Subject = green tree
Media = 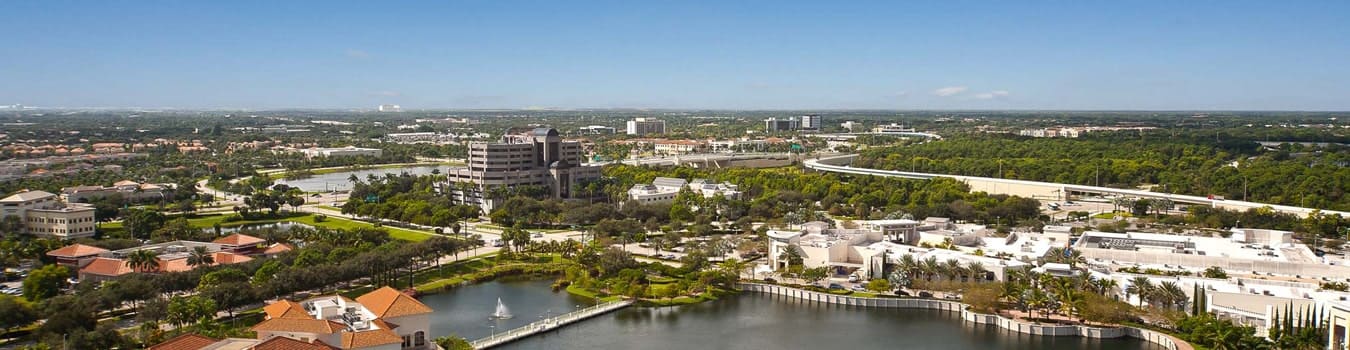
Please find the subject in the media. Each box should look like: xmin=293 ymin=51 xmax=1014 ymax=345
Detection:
xmin=188 ymin=246 xmax=216 ymax=268
xmin=23 ymin=265 xmax=70 ymax=300
xmin=1204 ymin=266 xmax=1229 ymax=278
xmin=867 ymin=278 xmax=892 ymax=295
xmin=0 ymin=295 xmax=38 ymax=331
xmin=436 ymin=334 xmax=474 ymax=350
xmin=165 ymin=296 xmax=216 ymax=327
xmin=802 ymin=266 xmax=830 ymax=284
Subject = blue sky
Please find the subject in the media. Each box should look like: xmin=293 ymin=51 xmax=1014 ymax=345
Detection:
xmin=0 ymin=0 xmax=1350 ymax=111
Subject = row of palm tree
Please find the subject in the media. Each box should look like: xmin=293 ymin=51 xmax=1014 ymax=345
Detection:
xmin=126 ymin=246 xmax=225 ymax=273
xmin=898 ymin=255 xmax=990 ymax=285
xmin=1125 ymin=276 xmax=1189 ymax=309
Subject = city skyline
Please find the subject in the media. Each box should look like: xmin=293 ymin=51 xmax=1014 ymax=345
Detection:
xmin=0 ymin=1 xmax=1350 ymax=111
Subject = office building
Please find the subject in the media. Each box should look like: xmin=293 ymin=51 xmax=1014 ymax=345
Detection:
xmin=300 ymin=146 xmax=383 ymax=158
xmin=0 ymin=191 xmax=95 ymax=239
xmin=628 ymin=177 xmax=686 ymax=204
xmin=799 ymin=115 xmax=825 ymax=131
xmin=578 ymin=124 xmax=618 ymax=135
xmin=764 ymin=118 xmax=802 ymax=132
xmin=61 ymin=180 xmax=173 ymax=203
xmin=444 ymin=127 xmax=599 ymax=211
xmin=628 ymin=118 xmax=666 ymax=135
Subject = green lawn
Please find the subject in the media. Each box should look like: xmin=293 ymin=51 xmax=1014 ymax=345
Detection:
xmin=99 ymin=212 xmax=435 ymax=242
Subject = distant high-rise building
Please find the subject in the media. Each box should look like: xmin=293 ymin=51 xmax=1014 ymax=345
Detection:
xmin=801 ymin=115 xmax=825 ymax=131
xmin=446 ymin=127 xmax=599 ymax=212
xmin=764 ymin=118 xmax=802 ymax=132
xmin=628 ymin=118 xmax=666 ymax=135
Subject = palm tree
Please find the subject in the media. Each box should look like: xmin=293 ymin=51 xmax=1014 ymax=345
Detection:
xmin=721 ymin=258 xmax=749 ymax=281
xmin=778 ymin=245 xmax=802 ymax=266
xmin=942 ymin=259 xmax=965 ymax=281
xmin=188 ymin=246 xmax=216 ymax=269
xmin=1125 ymin=276 xmax=1153 ymax=307
xmin=965 ymin=262 xmax=990 ymax=282
xmin=1026 ymin=288 xmax=1050 ymax=319
xmin=919 ymin=257 xmax=942 ymax=281
xmin=1158 ymin=281 xmax=1187 ymax=309
xmin=1096 ymin=278 xmax=1119 ymax=296
xmin=899 ymin=254 xmax=919 ymax=278
xmin=127 ymin=250 xmax=159 ymax=272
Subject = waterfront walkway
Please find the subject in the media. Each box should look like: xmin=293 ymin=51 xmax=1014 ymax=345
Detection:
xmin=468 ymin=300 xmax=633 ymax=349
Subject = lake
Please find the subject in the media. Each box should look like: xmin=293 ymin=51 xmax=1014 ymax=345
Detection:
xmin=277 ymin=165 xmax=450 ymax=192
xmin=423 ymin=280 xmax=1162 ymax=350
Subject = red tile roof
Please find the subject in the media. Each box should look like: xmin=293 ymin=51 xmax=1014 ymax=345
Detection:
xmin=340 ymin=330 xmax=404 ymax=349
xmin=356 ymin=286 xmax=432 ymax=318
xmin=211 ymin=234 xmax=267 ymax=246
xmin=150 ymin=332 xmax=220 ymax=350
xmin=212 ymin=251 xmax=252 ymax=265
xmin=251 ymin=318 xmax=347 ymax=334
xmin=47 ymin=243 xmax=108 ymax=258
xmin=80 ymin=258 xmax=134 ymax=277
xmin=262 ymin=243 xmax=294 ymax=255
xmin=248 ymin=336 xmax=337 ymax=350
xmin=262 ymin=300 xmax=313 ymax=319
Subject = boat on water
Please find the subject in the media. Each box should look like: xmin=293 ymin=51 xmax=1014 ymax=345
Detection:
xmin=491 ymin=297 xmax=510 ymax=320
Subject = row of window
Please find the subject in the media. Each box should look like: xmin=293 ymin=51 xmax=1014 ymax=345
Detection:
xmin=27 ymin=216 xmax=93 ymax=224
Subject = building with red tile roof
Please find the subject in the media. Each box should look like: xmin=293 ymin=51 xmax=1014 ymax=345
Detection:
xmin=47 ymin=243 xmax=108 ymax=268
xmin=251 ymin=286 xmax=435 ymax=350
xmin=211 ymin=234 xmax=267 ymax=255
xmin=80 ymin=257 xmax=135 ymax=282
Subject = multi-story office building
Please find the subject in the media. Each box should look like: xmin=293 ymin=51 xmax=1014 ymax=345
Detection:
xmin=801 ymin=115 xmax=825 ymax=131
xmin=300 ymin=146 xmax=385 ymax=158
xmin=628 ymin=118 xmax=666 ymax=135
xmin=764 ymin=118 xmax=802 ymax=132
xmin=446 ymin=127 xmax=599 ymax=211
xmin=0 ymin=191 xmax=95 ymax=239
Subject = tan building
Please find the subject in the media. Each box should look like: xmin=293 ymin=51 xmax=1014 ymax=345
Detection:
xmin=447 ymin=127 xmax=599 ymax=211
xmin=0 ymin=191 xmax=96 ymax=239
xmin=653 ymin=139 xmax=707 ymax=154
xmin=245 ymin=286 xmax=436 ymax=350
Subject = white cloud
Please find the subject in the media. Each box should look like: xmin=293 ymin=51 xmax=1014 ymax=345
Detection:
xmin=346 ymin=49 xmax=370 ymax=58
xmin=933 ymin=86 xmax=967 ymax=97
xmin=975 ymin=91 xmax=1008 ymax=100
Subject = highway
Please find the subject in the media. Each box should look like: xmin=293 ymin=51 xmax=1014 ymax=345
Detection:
xmin=802 ymin=154 xmax=1350 ymax=216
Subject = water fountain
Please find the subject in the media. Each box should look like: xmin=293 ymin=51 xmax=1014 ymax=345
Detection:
xmin=491 ymin=297 xmax=510 ymax=319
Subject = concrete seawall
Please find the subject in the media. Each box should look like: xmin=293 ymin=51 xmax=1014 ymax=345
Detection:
xmin=740 ymin=282 xmax=1192 ymax=350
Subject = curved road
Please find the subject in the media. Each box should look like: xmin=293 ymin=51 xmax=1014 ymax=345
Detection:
xmin=802 ymin=154 xmax=1350 ymax=216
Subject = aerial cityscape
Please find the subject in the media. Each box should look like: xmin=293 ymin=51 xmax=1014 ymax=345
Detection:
xmin=0 ymin=1 xmax=1350 ymax=350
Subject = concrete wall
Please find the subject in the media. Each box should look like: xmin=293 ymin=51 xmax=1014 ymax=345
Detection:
xmin=1076 ymin=247 xmax=1350 ymax=280
xmin=740 ymin=282 xmax=1179 ymax=350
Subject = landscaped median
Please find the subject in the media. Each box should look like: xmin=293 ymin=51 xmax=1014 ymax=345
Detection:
xmin=740 ymin=282 xmax=1193 ymax=350
xmin=99 ymin=212 xmax=435 ymax=242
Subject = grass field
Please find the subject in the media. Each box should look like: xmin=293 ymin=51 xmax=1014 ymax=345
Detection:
xmin=99 ymin=212 xmax=435 ymax=242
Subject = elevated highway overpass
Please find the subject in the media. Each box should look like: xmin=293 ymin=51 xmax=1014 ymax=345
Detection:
xmin=802 ymin=154 xmax=1350 ymax=216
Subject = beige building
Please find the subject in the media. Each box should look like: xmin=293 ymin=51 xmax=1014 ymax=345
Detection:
xmin=447 ymin=127 xmax=599 ymax=211
xmin=252 ymin=286 xmax=436 ymax=350
xmin=0 ymin=191 xmax=96 ymax=239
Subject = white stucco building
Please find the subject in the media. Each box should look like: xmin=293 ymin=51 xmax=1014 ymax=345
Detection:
xmin=0 ymin=191 xmax=96 ymax=239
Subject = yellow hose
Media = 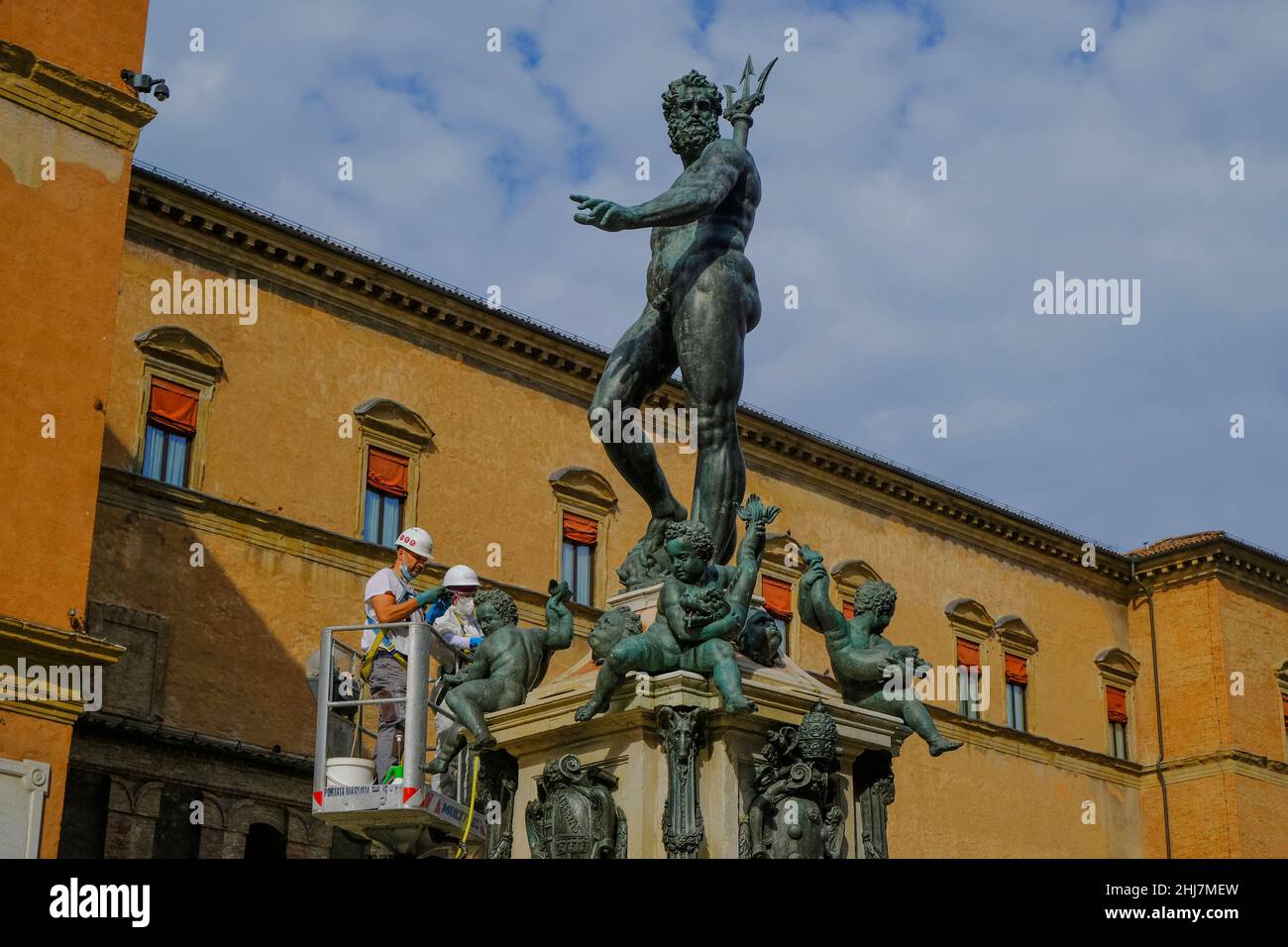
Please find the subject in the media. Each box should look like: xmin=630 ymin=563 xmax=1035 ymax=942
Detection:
xmin=456 ymin=754 xmax=480 ymax=858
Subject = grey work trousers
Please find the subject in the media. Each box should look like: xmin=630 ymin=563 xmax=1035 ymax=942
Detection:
xmin=371 ymin=653 xmax=407 ymax=784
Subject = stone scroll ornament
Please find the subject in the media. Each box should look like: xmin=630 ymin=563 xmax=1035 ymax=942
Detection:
xmin=478 ymin=751 xmax=519 ymax=858
xmin=657 ymin=707 xmax=705 ymax=858
xmin=571 ymin=56 xmax=777 ymax=588
xmin=524 ymin=753 xmax=626 ymax=858
xmin=738 ymin=701 xmax=845 ymax=858
xmin=425 ymin=579 xmax=572 ymax=773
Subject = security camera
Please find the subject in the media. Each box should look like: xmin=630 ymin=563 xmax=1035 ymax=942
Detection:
xmin=121 ymin=69 xmax=170 ymax=102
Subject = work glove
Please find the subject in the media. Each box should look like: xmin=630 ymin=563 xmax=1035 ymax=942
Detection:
xmin=415 ymin=585 xmax=451 ymax=613
xmin=425 ymin=599 xmax=448 ymax=625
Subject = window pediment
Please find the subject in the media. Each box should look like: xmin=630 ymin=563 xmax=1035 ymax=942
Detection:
xmin=353 ymin=398 xmax=434 ymax=453
xmin=134 ymin=326 xmax=224 ymax=381
xmin=1096 ymin=648 xmax=1140 ymax=688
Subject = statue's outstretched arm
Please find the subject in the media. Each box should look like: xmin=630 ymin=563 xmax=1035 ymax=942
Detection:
xmin=627 ymin=139 xmax=746 ymax=227
xmin=544 ymin=582 xmax=572 ymax=651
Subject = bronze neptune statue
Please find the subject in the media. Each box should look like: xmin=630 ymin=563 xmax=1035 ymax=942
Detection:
xmin=572 ymin=58 xmax=774 ymax=587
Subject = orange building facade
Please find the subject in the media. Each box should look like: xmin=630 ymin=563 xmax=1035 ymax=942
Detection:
xmin=0 ymin=0 xmax=154 ymax=857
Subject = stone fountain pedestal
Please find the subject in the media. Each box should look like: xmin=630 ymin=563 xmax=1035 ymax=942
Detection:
xmin=488 ymin=586 xmax=910 ymax=858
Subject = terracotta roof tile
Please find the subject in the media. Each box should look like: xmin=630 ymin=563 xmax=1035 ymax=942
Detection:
xmin=1127 ymin=530 xmax=1225 ymax=556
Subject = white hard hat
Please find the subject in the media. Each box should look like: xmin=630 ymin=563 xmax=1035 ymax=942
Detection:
xmin=394 ymin=526 xmax=434 ymax=559
xmin=443 ymin=566 xmax=480 ymax=588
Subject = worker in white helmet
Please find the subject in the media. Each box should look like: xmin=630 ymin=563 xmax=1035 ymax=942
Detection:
xmin=430 ymin=566 xmax=483 ymax=791
xmin=362 ymin=526 xmax=451 ymax=783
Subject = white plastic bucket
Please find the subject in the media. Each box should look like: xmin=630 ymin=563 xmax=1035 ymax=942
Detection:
xmin=326 ymin=756 xmax=376 ymax=786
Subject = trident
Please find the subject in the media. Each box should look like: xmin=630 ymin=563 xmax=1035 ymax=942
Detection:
xmin=724 ymin=55 xmax=778 ymax=149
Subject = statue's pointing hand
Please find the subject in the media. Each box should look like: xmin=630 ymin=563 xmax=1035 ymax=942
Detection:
xmin=568 ymin=194 xmax=630 ymax=232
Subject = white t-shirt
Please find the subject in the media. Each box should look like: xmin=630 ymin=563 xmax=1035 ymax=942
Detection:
xmin=362 ymin=567 xmax=425 ymax=655
xmin=434 ymin=605 xmax=483 ymax=648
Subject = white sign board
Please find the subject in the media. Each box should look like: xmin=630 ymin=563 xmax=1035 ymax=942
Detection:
xmin=0 ymin=759 xmax=49 ymax=858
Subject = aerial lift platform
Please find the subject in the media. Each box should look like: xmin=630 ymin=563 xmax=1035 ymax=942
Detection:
xmin=313 ymin=621 xmax=485 ymax=858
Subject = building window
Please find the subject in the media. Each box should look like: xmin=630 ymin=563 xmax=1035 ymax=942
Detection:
xmin=957 ymin=638 xmax=979 ymax=720
xmin=152 ymin=784 xmax=202 ymax=858
xmin=1006 ymin=655 xmax=1029 ymax=732
xmin=559 ymin=510 xmax=599 ymax=605
xmin=362 ymin=447 xmax=407 ymax=546
xmin=143 ymin=376 xmax=201 ymax=487
xmin=760 ymin=576 xmax=794 ymax=655
xmin=1105 ymin=685 xmax=1129 ymax=760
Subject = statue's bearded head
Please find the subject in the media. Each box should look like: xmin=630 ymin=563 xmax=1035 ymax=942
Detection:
xmin=589 ymin=605 xmax=644 ymax=664
xmin=474 ymin=588 xmax=519 ymax=635
xmin=662 ymin=69 xmax=722 ymax=158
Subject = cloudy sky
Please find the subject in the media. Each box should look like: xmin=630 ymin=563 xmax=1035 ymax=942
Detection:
xmin=138 ymin=0 xmax=1288 ymax=554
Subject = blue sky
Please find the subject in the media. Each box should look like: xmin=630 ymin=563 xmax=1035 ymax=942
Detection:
xmin=138 ymin=0 xmax=1288 ymax=554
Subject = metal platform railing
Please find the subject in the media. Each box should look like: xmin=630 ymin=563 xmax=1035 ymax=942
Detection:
xmin=313 ymin=621 xmax=484 ymax=857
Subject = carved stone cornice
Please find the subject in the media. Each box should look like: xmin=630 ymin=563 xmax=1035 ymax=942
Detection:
xmin=0 ymin=40 xmax=158 ymax=151
xmin=549 ymin=467 xmax=617 ymax=515
xmin=98 ymin=467 xmax=600 ymax=638
xmin=134 ymin=326 xmax=224 ymax=381
xmin=0 ymin=614 xmax=125 ymax=724
xmin=1136 ymin=533 xmax=1288 ymax=599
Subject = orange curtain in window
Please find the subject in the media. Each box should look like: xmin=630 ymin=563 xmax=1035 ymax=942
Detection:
xmin=1006 ymin=655 xmax=1029 ymax=684
xmin=564 ymin=510 xmax=599 ymax=546
xmin=149 ymin=377 xmax=198 ymax=437
xmin=368 ymin=447 xmax=407 ymax=497
xmin=760 ymin=576 xmax=793 ymax=618
xmin=1105 ymin=686 xmax=1127 ymax=723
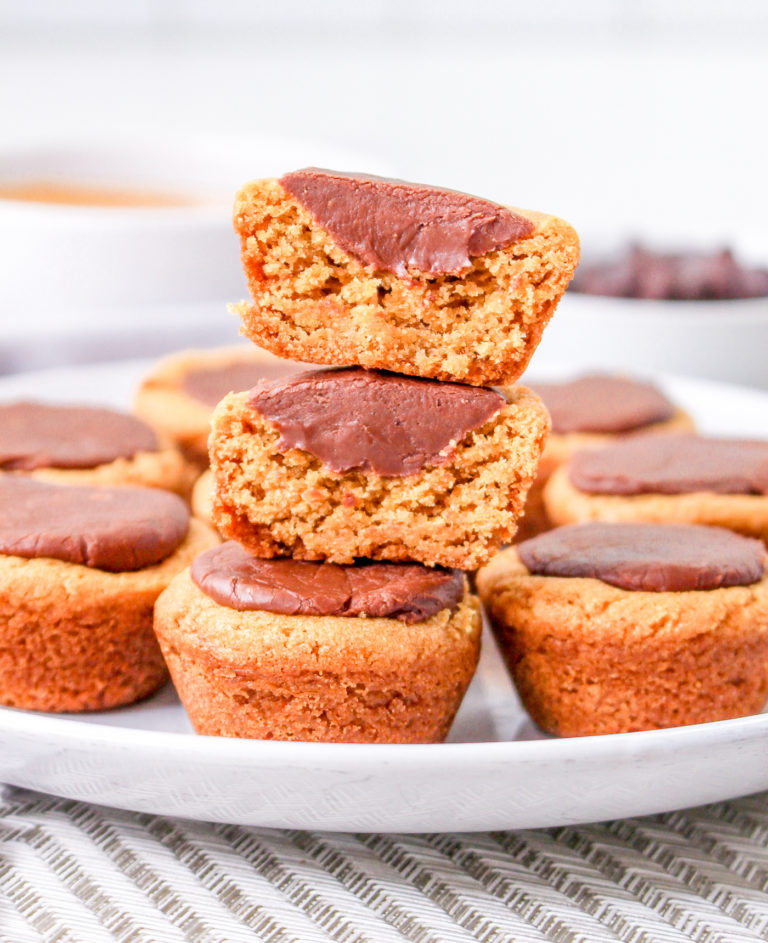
___
Switch "trident" to "pitchfork" in the stretch of records from the line that contains "Subject = terracotta roof tile" through the line that contains "xmin=0 ymin=759 xmax=49 ymax=858", and write out only that stretch with everything else left as it is.

OUTPUT BELOW =>
Subject = terracotta roof tile
Please find the subject in the media. Each box should look like: xmin=630 ymin=563 xmax=1035 ymax=942
Detection:
xmin=1127 ymin=530 xmax=1225 ymax=556
Subject = white hard hat
Please find the subject in the media. Each box should look like: xmin=630 ymin=563 xmax=1035 ymax=942
Detection:
xmin=394 ymin=526 xmax=434 ymax=559
xmin=443 ymin=566 xmax=480 ymax=588
Subject = worker in white helmet
Please find the subject in the media. Each box should look like: xmin=630 ymin=563 xmax=1035 ymax=942
Detection:
xmin=430 ymin=566 xmax=483 ymax=791
xmin=362 ymin=526 xmax=451 ymax=783
Subject = white plastic bucket
Please find the subject in the media. Each box should look like: xmin=630 ymin=563 xmax=1035 ymax=942
Detection:
xmin=326 ymin=756 xmax=376 ymax=786
Subject = pitchfork
Please find the subject in the media. Each box should look like: xmin=630 ymin=563 xmax=1035 ymax=942
Detection:
xmin=724 ymin=55 xmax=778 ymax=149
Subject = statue's pointing hand
Please find the subject in the media. Each box should look like: xmin=630 ymin=563 xmax=1035 ymax=942
Detection:
xmin=568 ymin=194 xmax=630 ymax=232
Subject = white t-shirt
Please find the subject in the media. Each box should look like: xmin=630 ymin=563 xmax=1035 ymax=942
Detection:
xmin=362 ymin=567 xmax=425 ymax=655
xmin=434 ymin=605 xmax=483 ymax=648
Subject = white sign board
Please find the subject in the media. Each box should look like: xmin=630 ymin=563 xmax=1035 ymax=942
Detection:
xmin=0 ymin=759 xmax=49 ymax=858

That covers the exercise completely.